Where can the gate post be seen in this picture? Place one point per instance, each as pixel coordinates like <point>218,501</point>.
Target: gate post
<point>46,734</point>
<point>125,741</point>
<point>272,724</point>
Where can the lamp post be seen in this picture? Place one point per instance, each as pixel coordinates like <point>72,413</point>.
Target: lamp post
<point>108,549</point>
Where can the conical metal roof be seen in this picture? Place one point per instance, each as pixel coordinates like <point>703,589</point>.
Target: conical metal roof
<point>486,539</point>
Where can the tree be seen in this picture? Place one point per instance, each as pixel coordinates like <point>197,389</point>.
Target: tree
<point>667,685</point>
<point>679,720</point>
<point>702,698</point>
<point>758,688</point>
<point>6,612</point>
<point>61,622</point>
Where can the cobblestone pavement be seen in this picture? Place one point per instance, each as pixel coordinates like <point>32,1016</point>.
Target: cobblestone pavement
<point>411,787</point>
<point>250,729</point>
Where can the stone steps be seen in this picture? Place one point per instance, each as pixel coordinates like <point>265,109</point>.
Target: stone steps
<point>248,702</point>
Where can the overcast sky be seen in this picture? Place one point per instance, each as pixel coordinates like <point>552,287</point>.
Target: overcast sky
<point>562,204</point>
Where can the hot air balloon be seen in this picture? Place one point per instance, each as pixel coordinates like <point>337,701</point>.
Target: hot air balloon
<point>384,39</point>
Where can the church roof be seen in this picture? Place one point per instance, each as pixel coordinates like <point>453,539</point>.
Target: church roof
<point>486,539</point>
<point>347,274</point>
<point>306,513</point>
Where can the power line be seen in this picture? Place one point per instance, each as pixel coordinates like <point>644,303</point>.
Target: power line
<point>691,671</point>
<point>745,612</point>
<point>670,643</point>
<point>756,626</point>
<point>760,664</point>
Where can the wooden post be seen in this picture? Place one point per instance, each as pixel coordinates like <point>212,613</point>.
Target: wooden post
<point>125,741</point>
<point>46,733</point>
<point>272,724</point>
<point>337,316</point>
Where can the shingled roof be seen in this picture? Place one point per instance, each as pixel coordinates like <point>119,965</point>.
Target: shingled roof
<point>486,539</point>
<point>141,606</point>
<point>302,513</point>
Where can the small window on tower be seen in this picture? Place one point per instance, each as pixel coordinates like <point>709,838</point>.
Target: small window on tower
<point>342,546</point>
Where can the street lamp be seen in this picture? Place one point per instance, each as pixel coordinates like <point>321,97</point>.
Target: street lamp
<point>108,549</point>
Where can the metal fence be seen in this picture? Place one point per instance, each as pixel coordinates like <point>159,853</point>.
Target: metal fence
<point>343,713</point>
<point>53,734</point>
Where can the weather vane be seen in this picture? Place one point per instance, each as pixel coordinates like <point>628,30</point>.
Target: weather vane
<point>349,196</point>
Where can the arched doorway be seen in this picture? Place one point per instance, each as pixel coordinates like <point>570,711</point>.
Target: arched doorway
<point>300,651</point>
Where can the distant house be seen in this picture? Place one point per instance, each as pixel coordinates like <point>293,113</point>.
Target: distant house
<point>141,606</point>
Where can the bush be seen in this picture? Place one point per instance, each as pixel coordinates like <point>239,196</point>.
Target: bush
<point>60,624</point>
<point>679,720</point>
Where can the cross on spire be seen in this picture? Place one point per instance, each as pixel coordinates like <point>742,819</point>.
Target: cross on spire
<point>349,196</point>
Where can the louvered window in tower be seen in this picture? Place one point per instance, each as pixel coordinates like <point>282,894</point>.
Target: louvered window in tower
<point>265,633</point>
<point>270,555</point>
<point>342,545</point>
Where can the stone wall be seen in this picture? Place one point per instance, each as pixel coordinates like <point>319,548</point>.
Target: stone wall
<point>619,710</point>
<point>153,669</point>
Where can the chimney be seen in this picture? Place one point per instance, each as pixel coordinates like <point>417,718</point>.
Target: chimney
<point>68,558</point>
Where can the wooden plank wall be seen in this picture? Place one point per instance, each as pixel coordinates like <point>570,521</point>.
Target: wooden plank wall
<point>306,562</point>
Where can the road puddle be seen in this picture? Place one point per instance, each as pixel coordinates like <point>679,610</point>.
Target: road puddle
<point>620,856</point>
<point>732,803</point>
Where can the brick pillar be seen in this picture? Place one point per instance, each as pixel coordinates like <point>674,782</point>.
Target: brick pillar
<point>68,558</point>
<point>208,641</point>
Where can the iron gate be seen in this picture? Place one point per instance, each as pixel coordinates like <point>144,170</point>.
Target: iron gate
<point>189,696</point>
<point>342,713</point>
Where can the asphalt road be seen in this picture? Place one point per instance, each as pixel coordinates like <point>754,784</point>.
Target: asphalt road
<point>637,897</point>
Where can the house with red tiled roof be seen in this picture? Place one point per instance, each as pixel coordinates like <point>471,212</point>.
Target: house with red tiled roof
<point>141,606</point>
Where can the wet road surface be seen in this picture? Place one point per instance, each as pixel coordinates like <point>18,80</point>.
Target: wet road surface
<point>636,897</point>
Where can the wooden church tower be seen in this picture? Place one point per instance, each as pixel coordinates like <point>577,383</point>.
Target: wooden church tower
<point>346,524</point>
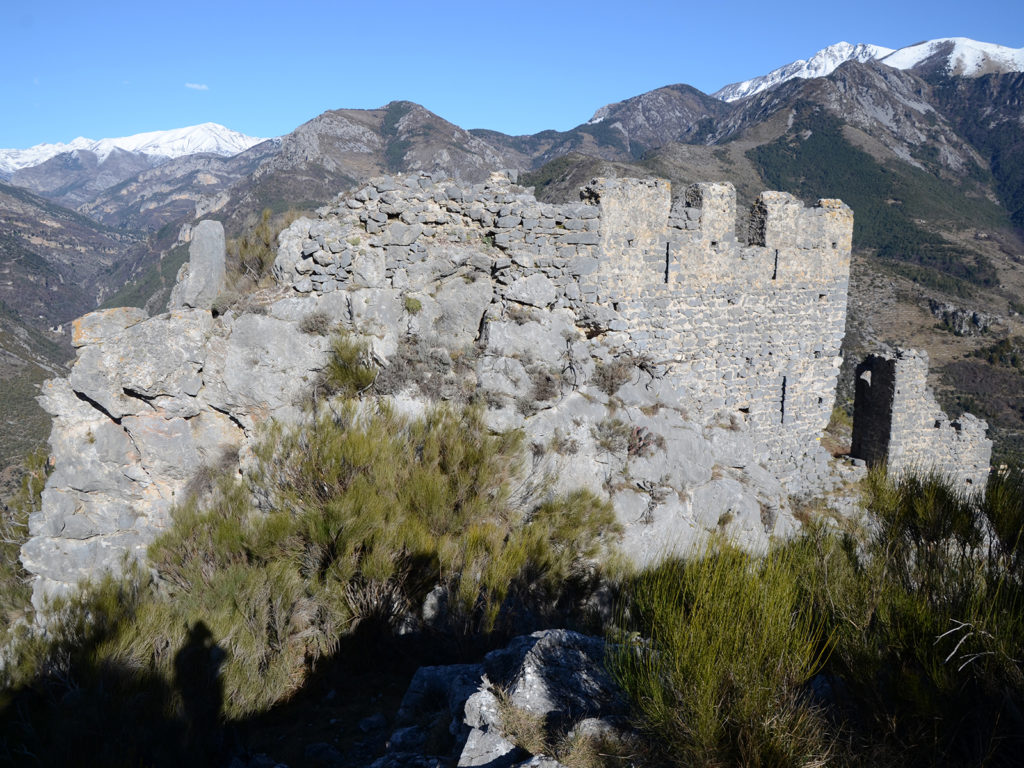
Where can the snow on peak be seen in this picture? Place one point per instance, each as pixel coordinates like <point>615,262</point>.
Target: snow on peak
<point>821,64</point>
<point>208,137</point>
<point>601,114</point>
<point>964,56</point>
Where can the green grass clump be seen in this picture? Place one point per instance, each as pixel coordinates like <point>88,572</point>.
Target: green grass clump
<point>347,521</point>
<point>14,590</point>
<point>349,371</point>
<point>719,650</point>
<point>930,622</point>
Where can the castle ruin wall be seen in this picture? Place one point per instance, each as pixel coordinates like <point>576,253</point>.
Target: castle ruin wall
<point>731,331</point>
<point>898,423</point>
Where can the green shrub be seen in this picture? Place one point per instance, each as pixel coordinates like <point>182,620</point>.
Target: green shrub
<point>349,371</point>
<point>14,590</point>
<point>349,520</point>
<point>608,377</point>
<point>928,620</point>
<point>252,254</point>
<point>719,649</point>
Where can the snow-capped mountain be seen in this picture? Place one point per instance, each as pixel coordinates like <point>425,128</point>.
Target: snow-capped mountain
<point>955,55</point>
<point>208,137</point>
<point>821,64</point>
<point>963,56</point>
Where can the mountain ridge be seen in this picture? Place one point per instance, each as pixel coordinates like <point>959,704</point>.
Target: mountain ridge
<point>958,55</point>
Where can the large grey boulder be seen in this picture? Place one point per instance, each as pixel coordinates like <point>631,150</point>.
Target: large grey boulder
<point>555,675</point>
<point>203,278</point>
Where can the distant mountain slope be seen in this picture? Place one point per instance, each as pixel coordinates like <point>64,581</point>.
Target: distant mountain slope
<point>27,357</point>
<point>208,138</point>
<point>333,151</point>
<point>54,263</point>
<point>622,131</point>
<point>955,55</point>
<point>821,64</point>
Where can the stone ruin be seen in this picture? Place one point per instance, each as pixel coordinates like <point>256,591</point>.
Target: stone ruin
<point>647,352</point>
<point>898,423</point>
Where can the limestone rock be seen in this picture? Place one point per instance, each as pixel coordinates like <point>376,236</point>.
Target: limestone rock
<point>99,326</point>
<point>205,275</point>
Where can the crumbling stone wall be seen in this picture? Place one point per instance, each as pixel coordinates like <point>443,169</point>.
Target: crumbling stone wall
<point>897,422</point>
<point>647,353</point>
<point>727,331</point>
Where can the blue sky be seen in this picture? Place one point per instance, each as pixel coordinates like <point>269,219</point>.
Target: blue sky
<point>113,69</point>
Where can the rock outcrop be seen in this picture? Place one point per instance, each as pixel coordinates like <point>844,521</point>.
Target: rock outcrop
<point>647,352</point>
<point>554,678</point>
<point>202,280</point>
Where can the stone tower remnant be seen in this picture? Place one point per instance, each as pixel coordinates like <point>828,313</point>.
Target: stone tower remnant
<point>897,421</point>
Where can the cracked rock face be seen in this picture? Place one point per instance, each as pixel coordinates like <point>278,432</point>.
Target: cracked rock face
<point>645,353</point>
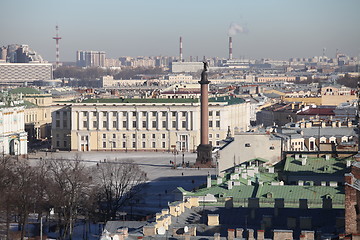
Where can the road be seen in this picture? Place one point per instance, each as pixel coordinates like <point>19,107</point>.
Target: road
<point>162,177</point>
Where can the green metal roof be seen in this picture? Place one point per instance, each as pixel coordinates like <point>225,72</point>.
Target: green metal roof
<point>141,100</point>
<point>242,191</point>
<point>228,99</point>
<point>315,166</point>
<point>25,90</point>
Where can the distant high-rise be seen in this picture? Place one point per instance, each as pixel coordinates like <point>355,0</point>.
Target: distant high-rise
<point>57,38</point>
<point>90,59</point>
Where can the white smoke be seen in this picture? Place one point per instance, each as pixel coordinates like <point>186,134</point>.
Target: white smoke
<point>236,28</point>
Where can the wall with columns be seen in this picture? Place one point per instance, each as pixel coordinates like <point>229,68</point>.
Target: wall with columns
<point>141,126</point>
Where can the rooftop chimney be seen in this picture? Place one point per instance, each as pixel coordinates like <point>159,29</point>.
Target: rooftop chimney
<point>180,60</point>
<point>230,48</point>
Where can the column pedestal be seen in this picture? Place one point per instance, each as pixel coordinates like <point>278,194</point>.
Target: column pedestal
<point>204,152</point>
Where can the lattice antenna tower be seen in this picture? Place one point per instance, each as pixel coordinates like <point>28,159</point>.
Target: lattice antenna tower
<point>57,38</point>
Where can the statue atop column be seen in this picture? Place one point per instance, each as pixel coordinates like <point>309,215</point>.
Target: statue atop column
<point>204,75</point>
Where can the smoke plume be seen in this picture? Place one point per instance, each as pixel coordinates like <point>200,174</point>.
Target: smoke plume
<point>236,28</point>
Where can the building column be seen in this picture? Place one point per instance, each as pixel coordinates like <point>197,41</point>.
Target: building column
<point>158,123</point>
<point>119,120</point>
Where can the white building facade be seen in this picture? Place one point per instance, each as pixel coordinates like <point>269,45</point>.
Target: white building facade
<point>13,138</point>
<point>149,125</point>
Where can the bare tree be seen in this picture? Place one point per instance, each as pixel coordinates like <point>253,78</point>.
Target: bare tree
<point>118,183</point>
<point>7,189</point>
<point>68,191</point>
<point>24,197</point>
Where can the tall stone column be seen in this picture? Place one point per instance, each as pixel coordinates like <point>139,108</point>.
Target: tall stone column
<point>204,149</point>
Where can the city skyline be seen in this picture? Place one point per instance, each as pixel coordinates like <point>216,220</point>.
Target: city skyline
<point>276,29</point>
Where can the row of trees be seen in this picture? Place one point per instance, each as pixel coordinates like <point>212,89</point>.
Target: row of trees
--------------------------------
Written exercise
Reproduce the rows between the line holding "Where can the overcast" and the line holding "<point>760,664</point>", inclusive, with each line kept identical to the original.

Reply to the task
Where can the overcast sky be seen in this picture? Place one point per instance, each as pixel coordinates like <point>552,287</point>.
Target: overcast sky
<point>562,204</point>
Where can the hot air balloon be seen in this picture? Place one point per instance, each as pixel coordinates like <point>337,701</point>.
Target: hot air balloon
<point>384,39</point>
Where can the church roof be seen in this picture? Place one point per instance, each as pixel coordinates like <point>453,539</point>.
Target: church roof
<point>486,539</point>
<point>347,274</point>
<point>306,513</point>
Where can the power line be seen in this picture? Place one point per instance, each as pixel coordinates like <point>644,303</point>.
Target: power line
<point>691,671</point>
<point>745,612</point>
<point>670,643</point>
<point>756,626</point>
<point>760,664</point>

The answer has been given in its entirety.